▶ _Excerpts from a pointing dataset_
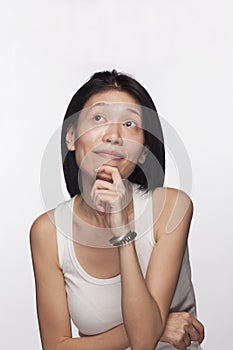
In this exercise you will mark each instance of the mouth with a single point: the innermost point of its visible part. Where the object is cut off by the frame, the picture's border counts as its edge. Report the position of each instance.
(113, 155)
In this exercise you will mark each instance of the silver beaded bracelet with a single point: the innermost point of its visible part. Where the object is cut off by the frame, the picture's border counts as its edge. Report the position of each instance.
(123, 239)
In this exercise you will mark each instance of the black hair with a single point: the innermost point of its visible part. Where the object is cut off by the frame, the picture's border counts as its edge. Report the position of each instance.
(148, 175)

▶ _The exercise_
Turn the rows above into a numbered list, skipping any blank lines and leaving out the pictures.

▶ _Answer to this task_
1. In this exercise you will mark each instance of the mouth with a single point: the innermost point of its visible part. Where the object is cut off by the frame, the picture's border counts as its edge. Report the position of each instance.
2. (113, 155)
3. In this exercise you will mark each instance of the silver beaded bracelet with a single point: the innermost point of its visible part. Where the object is cut off by the frame, the picture's border counts as its edge. Report the position of each instance.
4. (123, 239)
5. In this exercise you will mark each instance of the black hair with a single point: the innermost point of its visible part. Where the object is cut off by the frame, the picture's border counts as its edge. Report the position of each instance.
6. (148, 175)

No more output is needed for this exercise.